Supplied records:
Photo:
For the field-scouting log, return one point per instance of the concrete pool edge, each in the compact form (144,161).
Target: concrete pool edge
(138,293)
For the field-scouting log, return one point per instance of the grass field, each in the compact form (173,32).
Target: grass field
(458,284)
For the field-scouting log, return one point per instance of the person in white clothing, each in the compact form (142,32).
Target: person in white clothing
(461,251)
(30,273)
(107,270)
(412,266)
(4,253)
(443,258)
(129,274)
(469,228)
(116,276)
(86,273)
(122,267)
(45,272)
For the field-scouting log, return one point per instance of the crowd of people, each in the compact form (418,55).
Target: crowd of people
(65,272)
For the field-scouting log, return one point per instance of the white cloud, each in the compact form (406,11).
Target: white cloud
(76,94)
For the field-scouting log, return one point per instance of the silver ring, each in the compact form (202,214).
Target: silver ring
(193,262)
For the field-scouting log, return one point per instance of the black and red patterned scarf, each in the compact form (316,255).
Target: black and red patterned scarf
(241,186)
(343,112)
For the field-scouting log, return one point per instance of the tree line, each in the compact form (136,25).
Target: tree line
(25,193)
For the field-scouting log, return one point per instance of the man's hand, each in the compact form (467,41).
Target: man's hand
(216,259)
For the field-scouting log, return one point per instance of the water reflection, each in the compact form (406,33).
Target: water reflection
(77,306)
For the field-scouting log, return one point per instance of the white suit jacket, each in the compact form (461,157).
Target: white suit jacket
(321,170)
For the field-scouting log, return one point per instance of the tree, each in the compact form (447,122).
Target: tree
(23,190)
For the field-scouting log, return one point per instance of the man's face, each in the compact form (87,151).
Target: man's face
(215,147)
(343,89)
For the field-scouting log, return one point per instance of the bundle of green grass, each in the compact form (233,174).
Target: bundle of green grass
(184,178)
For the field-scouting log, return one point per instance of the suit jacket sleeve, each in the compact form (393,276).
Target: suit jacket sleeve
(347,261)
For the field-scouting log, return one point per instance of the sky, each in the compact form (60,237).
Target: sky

Problem requirements: Rewrite the whole listing above, substituting "site survey log" for every occurrence of "field-scouting log" and leaving everything else unchanged.

Solution for this problem:
Photo:
For the site survey log, return one point per instance of the concrete pool edge, each in the compact form (144,161).
Target: concrete pool edge
(138,293)
For the site survey log, return one point per instance of the grass field, each in the compact form (173,32).
Target: grass field
(458,284)
For the site survey log, return one point per instance of the person in white clothing, each in the compact form (142,32).
Target: person in white clothing
(461,251)
(30,273)
(107,270)
(412,266)
(4,253)
(443,258)
(129,274)
(469,228)
(116,276)
(86,273)
(122,267)
(45,272)
For the site survey log, return one point per instance of the crowd of people, each in the compact form (418,55).
Target: crowd of people
(65,272)
For the site survey log, return one point per instance of the white cloud, each in the compact form (406,11).
Target: white cloud
(76,94)
For the site survey log, return one point per instance of the silver ring, each in the compact form (202,214).
Target: silver ring
(193,262)
For the site survey log, return one point per instance of the black and red patterned scarf, each in the compact form (316,255).
Target: black and red patterned scarf
(241,186)
(343,112)
For the site survey log, return one point per instance of the tree line, each in the compact form (136,25).
Target: tree line
(25,193)
For the site survey log, return one point per instance of the man's hand, each in the compact form (467,41).
Target: man's hand
(216,259)
For the site survey log, return one point per instance of the water reflection, each in the compact form (406,33).
Target: water reflection
(77,306)
For the site survey log, return one point per instance of the white suit jacket, each in the compact form (461,157).
Target: white suit jacket
(321,170)
For the site survey log, return one point per instance of the tree, each in the compact form (447,122).
Target: tree
(23,190)
For the site survey log, return one point per instance of the man's face, each in the compact form (87,151).
Target: man's face
(215,147)
(343,89)
For the site survey log, return one point per instance of the bundle of green grass, each in the compact form (233,174).
Target: bundle of green grass
(184,178)
For the site survey log, return one point per instance of the suit jacket sleeve, each in the compact form (393,276).
Target: suit jacket sleeve
(347,261)
For the site survey log, return one point per instance of the sky, each in the compact form (60,237).
Target: sky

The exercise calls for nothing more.